> _Supplied records_
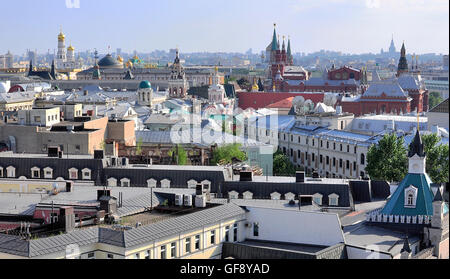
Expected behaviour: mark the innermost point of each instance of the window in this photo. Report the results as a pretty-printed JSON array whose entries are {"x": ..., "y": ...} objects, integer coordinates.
[
  {"x": 227, "y": 234},
  {"x": 173, "y": 250},
  {"x": 151, "y": 183},
  {"x": 333, "y": 200},
  {"x": 165, "y": 183},
  {"x": 410, "y": 197},
  {"x": 73, "y": 173},
  {"x": 275, "y": 196},
  {"x": 317, "y": 198},
  {"x": 213, "y": 237},
  {"x": 163, "y": 252},
  {"x": 86, "y": 173},
  {"x": 48, "y": 173},
  {"x": 187, "y": 243},
  {"x": 35, "y": 172},
  {"x": 197, "y": 242},
  {"x": 125, "y": 182},
  {"x": 112, "y": 182},
  {"x": 255, "y": 229}
]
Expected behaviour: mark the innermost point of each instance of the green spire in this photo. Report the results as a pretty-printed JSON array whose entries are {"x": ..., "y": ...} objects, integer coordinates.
[
  {"x": 274, "y": 40},
  {"x": 289, "y": 47}
]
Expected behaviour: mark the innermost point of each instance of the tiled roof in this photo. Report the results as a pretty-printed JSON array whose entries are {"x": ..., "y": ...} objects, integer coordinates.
[
  {"x": 130, "y": 238},
  {"x": 442, "y": 107}
]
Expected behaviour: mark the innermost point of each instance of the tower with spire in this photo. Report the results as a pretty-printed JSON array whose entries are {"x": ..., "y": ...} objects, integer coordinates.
[
  {"x": 61, "y": 55},
  {"x": 392, "y": 49},
  {"x": 403, "y": 62}
]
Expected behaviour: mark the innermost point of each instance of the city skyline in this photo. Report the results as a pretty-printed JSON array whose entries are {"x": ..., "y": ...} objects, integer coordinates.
[{"x": 147, "y": 26}]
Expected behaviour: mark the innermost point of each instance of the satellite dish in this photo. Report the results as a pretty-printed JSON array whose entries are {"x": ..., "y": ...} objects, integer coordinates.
[{"x": 298, "y": 103}]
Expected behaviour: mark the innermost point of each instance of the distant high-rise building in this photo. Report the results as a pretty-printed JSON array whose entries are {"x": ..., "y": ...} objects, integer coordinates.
[
  {"x": 7, "y": 60},
  {"x": 392, "y": 49}
]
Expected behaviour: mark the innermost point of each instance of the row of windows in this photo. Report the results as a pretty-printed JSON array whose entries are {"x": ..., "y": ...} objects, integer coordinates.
[
  {"x": 189, "y": 245},
  {"x": 317, "y": 197},
  {"x": 47, "y": 173}
]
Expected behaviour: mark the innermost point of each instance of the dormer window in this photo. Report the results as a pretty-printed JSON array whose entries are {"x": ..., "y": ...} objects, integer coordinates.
[
  {"x": 125, "y": 182},
  {"x": 247, "y": 195},
  {"x": 317, "y": 198},
  {"x": 112, "y": 182},
  {"x": 35, "y": 172},
  {"x": 333, "y": 200},
  {"x": 233, "y": 195},
  {"x": 192, "y": 184},
  {"x": 165, "y": 183},
  {"x": 73, "y": 173},
  {"x": 275, "y": 196},
  {"x": 86, "y": 173},
  {"x": 48, "y": 173},
  {"x": 151, "y": 183},
  {"x": 410, "y": 197}
]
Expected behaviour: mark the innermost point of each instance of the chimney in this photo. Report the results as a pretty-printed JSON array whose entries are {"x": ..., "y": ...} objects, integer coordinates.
[
  {"x": 246, "y": 176},
  {"x": 69, "y": 186},
  {"x": 104, "y": 192},
  {"x": 67, "y": 218},
  {"x": 300, "y": 177}
]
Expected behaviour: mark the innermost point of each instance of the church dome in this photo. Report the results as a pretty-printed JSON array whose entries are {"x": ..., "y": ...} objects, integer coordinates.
[
  {"x": 3, "y": 87},
  {"x": 145, "y": 84},
  {"x": 61, "y": 37},
  {"x": 109, "y": 62}
]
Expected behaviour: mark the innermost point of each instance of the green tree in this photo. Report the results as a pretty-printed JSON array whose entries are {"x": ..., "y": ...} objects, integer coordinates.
[
  {"x": 179, "y": 154},
  {"x": 388, "y": 159},
  {"x": 139, "y": 147},
  {"x": 282, "y": 166},
  {"x": 226, "y": 153},
  {"x": 434, "y": 99},
  {"x": 437, "y": 162}
]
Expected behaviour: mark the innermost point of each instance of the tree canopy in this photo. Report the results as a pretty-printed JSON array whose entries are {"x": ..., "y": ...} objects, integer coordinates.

> _Do this_
Lay out all the rows above as a numbered list with no blank lines. Leave the pictures out.

> _Answer to the task_
1. Expected behaviour: mark the innermost point of each instance of the window in this photo. Report the results as a pretty-printed JSON array whose entries are {"x": ..., "y": ...} objects, integer coordinates.
2. [
3.   {"x": 227, "y": 234},
4.   {"x": 173, "y": 250},
5.   {"x": 151, "y": 183},
6.   {"x": 333, "y": 200},
7.   {"x": 165, "y": 183},
8.   {"x": 410, "y": 197},
9.   {"x": 73, "y": 173},
10.   {"x": 275, "y": 196},
11.   {"x": 317, "y": 198},
12.   {"x": 213, "y": 237},
13.   {"x": 163, "y": 252},
14.   {"x": 86, "y": 173},
15.   {"x": 48, "y": 173},
16.   {"x": 187, "y": 243},
17.   {"x": 35, "y": 172},
18.   {"x": 197, "y": 242},
19.   {"x": 125, "y": 182},
20.   {"x": 112, "y": 182},
21.   {"x": 255, "y": 229}
22. ]
23. Expected behaviour: mark the innermost point of each instance of the green spire in this photo. Report the results as a pretty-printed JSON array whose entries are {"x": ..., "y": ...} objects, integer coordinates.
24. [
25.   {"x": 274, "y": 40},
26.   {"x": 289, "y": 47}
27. ]
28. Expected behaviour: mark the innermost point of each instance of the tiled roof in this photo. Report the results as a pretty-printed JSON array whose entries are {"x": ..., "y": ...} objects, integer coordinates.
29. [
30.   {"x": 130, "y": 238},
31.   {"x": 442, "y": 107}
32. ]
33. Expected behaviour: mark the innermost point of each instance of the tower with spire in this photo. Report the results as a pretty-printed JSON array whose entries are {"x": ..., "y": ...} objects, integer coordinates.
34. [
35.   {"x": 61, "y": 55},
36.   {"x": 392, "y": 49},
37.   {"x": 403, "y": 62}
38. ]
39. Expected behaviour: mark the innermost point of each instance of the city skyline in this photo. Report the results as a pretty-printed JSON array whose entries are {"x": ..., "y": ...} objects, integer coordinates.
40. [{"x": 147, "y": 26}]
41. Expected behaviour: mark the innermost point of each instance of the satellite dish in this photo. Report the results as a pretty-printed JSON array whose entries are {"x": ..., "y": ...} objects, integer coordinates.
42. [{"x": 298, "y": 103}]
43. Expected behaviour: mark the innermost point of each instance of the distant high-rise building in this photo. Report the results as a pretty-printed JSON array whose entries are {"x": ..., "y": ...} objects, integer coordinates.
44. [
45.   {"x": 7, "y": 60},
46.   {"x": 392, "y": 49}
47. ]
48. Expected behaviour: mark the innermost point of each instance of the row of windows in this photo. Report the results as a pretty-printed JSON array whose entries are {"x": ..., "y": ...} objects, integer coordinates.
49. [
50.   {"x": 189, "y": 245},
51.   {"x": 317, "y": 197},
52.   {"x": 47, "y": 173}
53. ]
54. Expected behaviour: mark the innermost point of each instance of the dormer window in this photo. Report the results as a pretty-printed JSON array whose entries are {"x": ..., "y": ...} objects, integer coordinates.
55. [
56.   {"x": 125, "y": 182},
57.   {"x": 247, "y": 195},
58.   {"x": 317, "y": 198},
59.   {"x": 112, "y": 182},
60.   {"x": 35, "y": 172},
61.   {"x": 333, "y": 200},
62.   {"x": 233, "y": 195},
63.   {"x": 192, "y": 184},
64.   {"x": 165, "y": 183},
65.   {"x": 73, "y": 173},
66.   {"x": 275, "y": 196},
67.   {"x": 86, "y": 173},
68.   {"x": 48, "y": 173},
69.   {"x": 151, "y": 183},
70.   {"x": 410, "y": 197}
71. ]
72. Expected behaviour: mark the innermost point of each instance of the chimney in this photo. Report the results as a pretty-printed JSON array whose entries are {"x": ..., "y": ...} objects, integer coordinates.
73. [
74.   {"x": 246, "y": 176},
75.   {"x": 69, "y": 186},
76.   {"x": 104, "y": 192},
77.   {"x": 67, "y": 218},
78.   {"x": 300, "y": 177}
79. ]
80. Expected behaviour: mark the innermost point of each instance of the church dome in this photo. Report the results as a pretty-printed JSON array whose entries are {"x": ..., "y": ...} objects, integer coordinates.
81. [
82.   {"x": 3, "y": 87},
83.   {"x": 145, "y": 84},
84.   {"x": 61, "y": 37},
85.   {"x": 109, "y": 62}
86. ]
87. Expected behaviour: mark the innermost point of each instance of the green tree in this photo. Report the results as a pretty-printed JSON array whose entries are {"x": ..., "y": ...} objects, integer coordinates.
88. [
89.   {"x": 179, "y": 154},
90.   {"x": 388, "y": 159},
91.   {"x": 139, "y": 147},
92.   {"x": 282, "y": 166},
93.   {"x": 226, "y": 153},
94.   {"x": 434, "y": 99},
95.   {"x": 437, "y": 162}
96. ]
97. Expected behaviour: mark the innermost point of each instance of the tree canopy in this photo. Report the results as a pretty-printed JSON array whose entries are {"x": ..., "y": ...} objects, integer coordinates.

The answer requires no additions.